▶ _GIVEN INSTRUCTION 1_
According to the Drake Passage project summary, which model will the study employ?
* START PASSAGE SHOWN *
Drake Passage as a Test Bed for Large Scale Changes in Southern Ocean Biogeochemistry

Ocean models, atmospheric data, and ocean observations indicate that the Southern Ocean sink for atmospheric CO2 has substantially weakened in the last few decades. The goal of the project is to quantify and understand the spatio-temporal variability in Southern Ocean biogeochemistry using data collected in the Drake Passage measurement program, data collected in other parts of the Southern Ocean, and output from an ocean biogeochemical and ecological model. This study will help to confirm these trends and understand the cause of decreasing CO2 uptake in the Southern Ocean in recent decades. In the proposed study, variability and trends in nutrients and carbon isotopes will be examined at multiple scales and locations in the Drake Passage to understand the processes driving both short-term variability and long-term trends. These trends will be quantitatively compared to those observed in other Southern Ocean locations. The study will employ the Massachusetts Institute of Technology ocean general circulation model with embedded biogeochemistry and ecology, and will reconfigure this model to include the explicit representation of carbon isotopes. Output from hindcast simulations and sensitivity studies will help place the biogeochemical observations into a larger spatiotemporal context, and will help frame our mechanistic understanding of variability and trends.
* END PASSAGE SHOWN *
* START RECORD SET *
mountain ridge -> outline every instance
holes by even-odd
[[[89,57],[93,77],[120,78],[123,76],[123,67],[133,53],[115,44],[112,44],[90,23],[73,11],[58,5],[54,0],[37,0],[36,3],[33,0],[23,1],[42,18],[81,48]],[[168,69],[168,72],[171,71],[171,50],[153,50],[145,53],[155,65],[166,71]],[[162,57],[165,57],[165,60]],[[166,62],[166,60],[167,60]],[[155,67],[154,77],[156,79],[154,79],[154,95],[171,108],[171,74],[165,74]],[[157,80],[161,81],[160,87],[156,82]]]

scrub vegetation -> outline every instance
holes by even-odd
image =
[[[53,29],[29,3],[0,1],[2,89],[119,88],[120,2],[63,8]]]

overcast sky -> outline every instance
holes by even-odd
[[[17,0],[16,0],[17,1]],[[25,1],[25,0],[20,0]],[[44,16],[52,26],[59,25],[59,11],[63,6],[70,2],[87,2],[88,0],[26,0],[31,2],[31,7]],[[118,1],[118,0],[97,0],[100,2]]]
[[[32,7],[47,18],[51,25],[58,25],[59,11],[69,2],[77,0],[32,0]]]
* END RECORD SET *
▶ _GIVEN INSTRUCTION 2_
In the collection entries, take the stretch from the start of the entries through the line containing "[[[53,29],[29,3],[0,1],[2,89],[119,88],[120,2],[63,8]]]", and substitute "ridgeline" for "mountain ridge" there. Leave everything else unchanged and reproduce only that stretch.

▶ _WORKED ANSWER 1_
The Massachusetts Institute of Technology ocean general circulation model with embedded biogeochemistry and ecology.

▶ _WORKED ANSWER 2_
ridgeline -> outline every instance
holes by even-odd
[[[89,57],[93,77],[120,78],[123,76],[123,67],[133,53],[115,44],[112,44],[90,23],[73,11],[58,5],[54,0],[37,0],[36,3],[33,0],[23,1],[42,18],[81,48]],[[168,69],[168,72],[171,71],[171,50],[153,50],[145,53],[155,65],[166,71]],[[162,57],[165,57],[165,60]],[[166,62],[166,60],[167,60]],[[155,67],[154,77],[156,79],[154,79],[154,95],[171,108],[171,74],[165,74]],[[157,80],[161,81],[160,87],[156,82]]]

scrub vegetation -> outline every instance
holes by even-odd
image =
[[[53,29],[29,3],[0,1],[2,89],[119,88],[120,2],[63,8]]]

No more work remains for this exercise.